> **WHAT NEEDS TO BE DONE**: Could you rewrite the material below with every "wooden fence rail" changed to "metal fence rail" and everything else left the same? Leave the pictures out.

> **SUPPLIED RECORDS**:
# # # # #

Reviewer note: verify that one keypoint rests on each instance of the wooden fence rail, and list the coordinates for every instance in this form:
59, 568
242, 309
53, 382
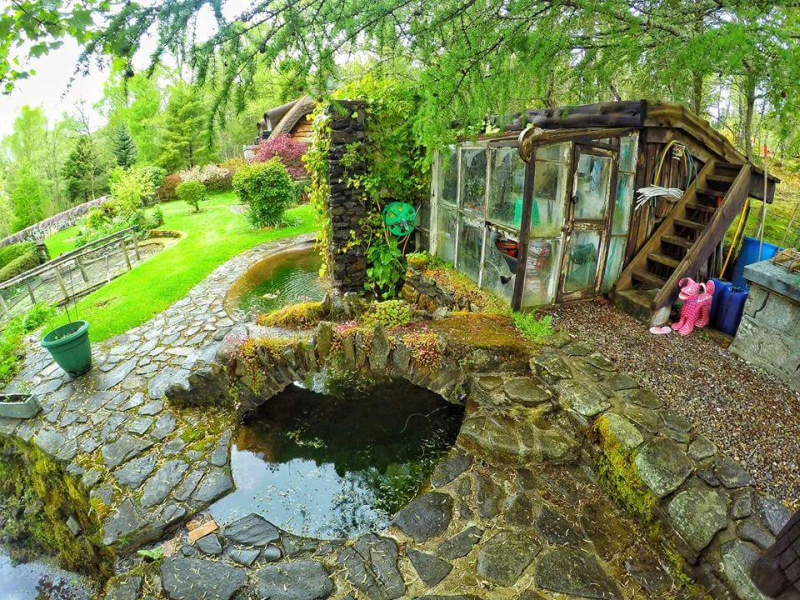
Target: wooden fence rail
78, 263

# # # # #

> **SOLUTION**:
Reviewer note: verify that one keypoint rests on each instance of the metal fence rail, and list the coordinates for every instance in this form:
59, 568
242, 309
53, 382
Target: metal fence rail
78, 263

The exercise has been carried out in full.